Reproduce the whole of the data exactly.

|---|

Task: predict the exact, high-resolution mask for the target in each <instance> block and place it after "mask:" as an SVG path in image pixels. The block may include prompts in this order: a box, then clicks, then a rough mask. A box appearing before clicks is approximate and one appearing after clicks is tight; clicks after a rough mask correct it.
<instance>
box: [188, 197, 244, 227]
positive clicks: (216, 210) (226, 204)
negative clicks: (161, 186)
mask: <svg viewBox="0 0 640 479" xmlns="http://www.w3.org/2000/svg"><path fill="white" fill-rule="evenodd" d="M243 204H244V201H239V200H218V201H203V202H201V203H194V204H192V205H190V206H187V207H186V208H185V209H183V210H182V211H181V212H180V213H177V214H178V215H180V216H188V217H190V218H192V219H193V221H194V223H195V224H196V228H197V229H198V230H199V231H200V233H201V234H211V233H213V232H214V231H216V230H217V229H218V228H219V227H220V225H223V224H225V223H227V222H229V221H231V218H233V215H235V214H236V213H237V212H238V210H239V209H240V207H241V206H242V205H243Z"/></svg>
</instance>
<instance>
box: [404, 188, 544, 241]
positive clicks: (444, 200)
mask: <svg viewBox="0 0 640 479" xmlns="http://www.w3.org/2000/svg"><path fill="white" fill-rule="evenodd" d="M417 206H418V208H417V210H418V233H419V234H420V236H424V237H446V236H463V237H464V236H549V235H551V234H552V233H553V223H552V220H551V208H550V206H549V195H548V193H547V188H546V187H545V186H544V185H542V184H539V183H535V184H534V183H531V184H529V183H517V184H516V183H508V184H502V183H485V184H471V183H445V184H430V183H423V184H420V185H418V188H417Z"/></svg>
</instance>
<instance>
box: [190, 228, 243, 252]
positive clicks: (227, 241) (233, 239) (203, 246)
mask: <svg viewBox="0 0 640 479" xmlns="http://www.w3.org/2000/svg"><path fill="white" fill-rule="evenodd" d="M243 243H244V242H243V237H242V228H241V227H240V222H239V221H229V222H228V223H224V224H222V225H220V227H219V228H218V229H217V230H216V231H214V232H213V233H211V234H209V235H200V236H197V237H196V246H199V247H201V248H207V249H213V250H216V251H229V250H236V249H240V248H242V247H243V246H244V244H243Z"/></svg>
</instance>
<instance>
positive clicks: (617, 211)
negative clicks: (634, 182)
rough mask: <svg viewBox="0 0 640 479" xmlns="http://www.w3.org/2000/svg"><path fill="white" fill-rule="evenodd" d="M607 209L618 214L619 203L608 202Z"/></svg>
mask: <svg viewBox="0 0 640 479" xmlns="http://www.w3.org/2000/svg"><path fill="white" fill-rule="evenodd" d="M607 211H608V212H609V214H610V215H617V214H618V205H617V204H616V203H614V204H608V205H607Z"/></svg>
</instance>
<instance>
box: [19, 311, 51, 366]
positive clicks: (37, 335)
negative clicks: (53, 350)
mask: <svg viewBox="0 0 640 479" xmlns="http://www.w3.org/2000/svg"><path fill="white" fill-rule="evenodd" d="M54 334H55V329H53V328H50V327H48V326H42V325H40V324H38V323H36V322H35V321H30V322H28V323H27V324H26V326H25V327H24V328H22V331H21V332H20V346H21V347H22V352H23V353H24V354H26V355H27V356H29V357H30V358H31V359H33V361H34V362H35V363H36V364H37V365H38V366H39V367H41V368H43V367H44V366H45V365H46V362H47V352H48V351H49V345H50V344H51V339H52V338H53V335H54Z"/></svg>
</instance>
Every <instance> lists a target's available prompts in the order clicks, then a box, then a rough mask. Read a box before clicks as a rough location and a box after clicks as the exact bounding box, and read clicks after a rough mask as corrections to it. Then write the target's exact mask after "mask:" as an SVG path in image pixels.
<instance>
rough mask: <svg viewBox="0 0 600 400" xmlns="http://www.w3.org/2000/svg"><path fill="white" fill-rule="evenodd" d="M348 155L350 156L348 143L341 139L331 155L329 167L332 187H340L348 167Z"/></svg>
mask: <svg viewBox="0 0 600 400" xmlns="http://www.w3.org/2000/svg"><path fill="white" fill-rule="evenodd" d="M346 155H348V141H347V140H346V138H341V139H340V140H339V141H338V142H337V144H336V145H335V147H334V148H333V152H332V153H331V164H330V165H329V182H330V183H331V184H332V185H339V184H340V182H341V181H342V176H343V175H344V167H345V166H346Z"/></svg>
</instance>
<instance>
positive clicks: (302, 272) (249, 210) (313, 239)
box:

|---|

* Reply to the exercise:
Task: predict the exact, high-resolution mask for the target in each <instance> block and place it after "mask:" as an SVG path in image pixels. The block may include prompts in this order: a box, then clicks, then a rough mask. A box appearing before clicks is approximate and one appearing after clicks is tight; clicks after a rough mask correct it.
<instance>
box: [188, 197, 244, 227]
positive clicks: (216, 210) (226, 204)
negative clicks: (161, 186)
mask: <svg viewBox="0 0 640 479" xmlns="http://www.w3.org/2000/svg"><path fill="white" fill-rule="evenodd" d="M243 204H244V201H239V200H218V201H203V202H201V203H194V204H192V205H190V206H187V207H186V208H185V209H183V210H182V211H181V212H180V213H177V214H178V215H180V216H188V217H190V218H192V219H193V221H194V223H195V224H196V228H197V229H198V230H199V231H200V233H201V234H211V233H213V232H214V231H216V230H217V229H218V228H219V227H220V225H223V224H225V223H227V222H229V221H231V218H233V215H235V214H236V213H237V212H238V210H239V209H240V207H241V206H242V205H243Z"/></svg>
</instance>
<instance>
box: [404, 188, 544, 241]
positive clicks: (444, 200)
mask: <svg viewBox="0 0 640 479" xmlns="http://www.w3.org/2000/svg"><path fill="white" fill-rule="evenodd" d="M417 206H418V208H417V210H418V233H419V234H420V236H424V237H446V236H463V237H464V236H549V235H551V234H552V233H553V223H552V220H551V208H550V206H549V195H548V193H547V188H546V187H545V186H544V185H542V184H539V183H535V184H534V183H531V184H529V183H517V184H516V183H508V184H502V183H485V184H471V183H445V184H430V183H423V184H420V185H418V188H417Z"/></svg>
</instance>
<instance>
box: [190, 228, 243, 252]
positive clicks: (227, 241) (233, 239) (203, 246)
mask: <svg viewBox="0 0 640 479" xmlns="http://www.w3.org/2000/svg"><path fill="white" fill-rule="evenodd" d="M243 243H244V242H243V237H242V228H241V227H240V222H239V221H229V222H228V223H224V224H222V225H220V227H219V228H218V229H217V230H216V231H214V232H213V233H211V234H209V235H200V236H197V237H196V246H199V247H201V248H207V249H213V250H216V251H229V250H236V249H240V248H242V247H243V246H244V244H243Z"/></svg>
</instance>
<instance>
positive clicks: (617, 211)
negative clicks: (634, 182)
rough mask: <svg viewBox="0 0 640 479" xmlns="http://www.w3.org/2000/svg"><path fill="white" fill-rule="evenodd" d="M607 209L618 214L619 203L608 202Z"/></svg>
mask: <svg viewBox="0 0 640 479" xmlns="http://www.w3.org/2000/svg"><path fill="white" fill-rule="evenodd" d="M607 211H608V212H609V214H610V215H617V214H618V205H617V204H616V203H614V204H608V205H607Z"/></svg>
</instance>
<instance>
box: [19, 311, 51, 366]
positive clicks: (37, 335)
negative clicks: (53, 350)
mask: <svg viewBox="0 0 640 479" xmlns="http://www.w3.org/2000/svg"><path fill="white" fill-rule="evenodd" d="M54 334H55V329H53V328H50V327H48V326H42V325H40V324H38V323H36V322H35V321H30V322H28V323H27V324H26V326H25V327H24V328H22V331H21V332H20V346H21V347H22V352H23V353H24V354H26V355H27V356H29V357H30V358H31V359H33V361H34V362H35V363H36V364H37V365H38V366H39V367H41V368H43V367H44V366H45V365H46V362H47V352H48V351H49V345H50V344H51V339H52V338H53V335H54Z"/></svg>
</instance>
Every <instance> lists a target's available prompts in the order clicks, then a box, then a rough mask. Read a box before clicks as a rough location and a box after clicks as the exact bounding box, and read clicks after a rough mask as corrections to it. Then write the target's exact mask after "mask:" as an SVG path in image pixels.
<instance>
rough mask: <svg viewBox="0 0 600 400" xmlns="http://www.w3.org/2000/svg"><path fill="white" fill-rule="evenodd" d="M348 155L350 156L348 143L341 139L331 155L329 167L332 187H340L348 167Z"/></svg>
mask: <svg viewBox="0 0 600 400" xmlns="http://www.w3.org/2000/svg"><path fill="white" fill-rule="evenodd" d="M346 155H348V141H347V140H346V138H341V139H340V140H339V141H338V142H337V144H336V145H335V147H334V148H333V152H332V153H331V164H330V165H329V182H330V183H331V184H332V185H339V184H340V182H341V181H342V176H343V175H344V167H345V166H346Z"/></svg>
</instance>
<instance>
positive clicks: (302, 272) (249, 210) (313, 239)
box:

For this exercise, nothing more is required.